Merz will Unterschiede zur AfD stärker deutlich machen

Zuvor hatte Merz die AfD bereits in einem Interview mit der „Frankfurter Allgemeinen Sonntagszeitung“ als „Hauptgegner“ der Union bezeichnet und betont: „Wir werden noch viel deutlicher die Unterschiede zwischen uns und der AfD herausstellen.“

In der öffentlichen Wahrnehmung setze sich eine falsche Erzählung fest: „Die könnten doch mit der AfD alles durchsetzen, wenn sie nur diese Brandmauer einreißen würden. Diese Erzählung ist falsch.“ Die AfD stelle nicht nur die Politik von Angela Merkel (CDU) infrage, sondern der Bundesrepublik Deutschland, wie sie seit dem ersten Bundeskanzler Konrad Adenauer (CDU) geprägt und von der CDU mitgeprägt worden sei. 

„Die immer wieder von der AfD bemühte "ausgestreckte Hand" will uns in Wahrheit vernichten, so sagt sie es ja selbst“, sagte Merz. „Und deshalb ist die AfD in den nächsten Wahlauseinandersetzungen unser Hauptgegner.“

Merz zu künftigen Wahlkämpfen: „die oder wir“

Die CDU unterscheide sich in allen wesentlichen Grundüberzeugungen von der AfD. „Und darum wird der Meinungskampf mit der AfD und werden die zukünftigen Wahlkämpfe in Deutschland vermutlich allein um die Frage gehen: die oder wir.“ Zugleich machte Merz deutlich, dass die Union zu viel Platz auf der rechten Seite gelassen habe. 

Mit Blick auf die Flüchtlingspolitik der damaligen Kanzlerin Merkel sagte er: „2015 wurden Entscheidungen getroffen, die dazu beigetragen haben, dass die AfD 2017 in den Bundestag kam.“ Entscheidungen aus den Jahren nach 2021, der Zeit der Ampel-Regierung, hätten wesentlich zur Verdoppelung der AfD innerhalb einer Wahlperiode beigetragen.

--- --- ---

Ziel der Übung -> Schreibe den Abschnitt des Textes über Merz und die AfD zwischen „Merz zu künftigen“ und „Seite gelassen habe.“, beide eingeschlossen, erneut auf und ändere dabei „Grundüberzeugungen“ zu „Grundwerten“. Stütze dich dabei ausschließlich auf den Text.

(Gespeicherte Einträge)

--- --- ---

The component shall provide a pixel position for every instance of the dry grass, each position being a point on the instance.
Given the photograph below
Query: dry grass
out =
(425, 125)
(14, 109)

--- --- ---

Ergebnis ->
Merz zu künftigen Wahlkämpfen: „die oder wir“

Die CDU unterscheide sich in allen wesentlichen Grundwerten von der AfD. „Und darum wird der Meinungskampf mit der AfD und werden die zukünftigen Wahlkämpfe in Deutschland vermutlich allein um die Frage gehen: die oder wir.“ Zugleich machte Merz deutlich, dass die Union zu viel Platz auf der rechten Seite gelassen habe.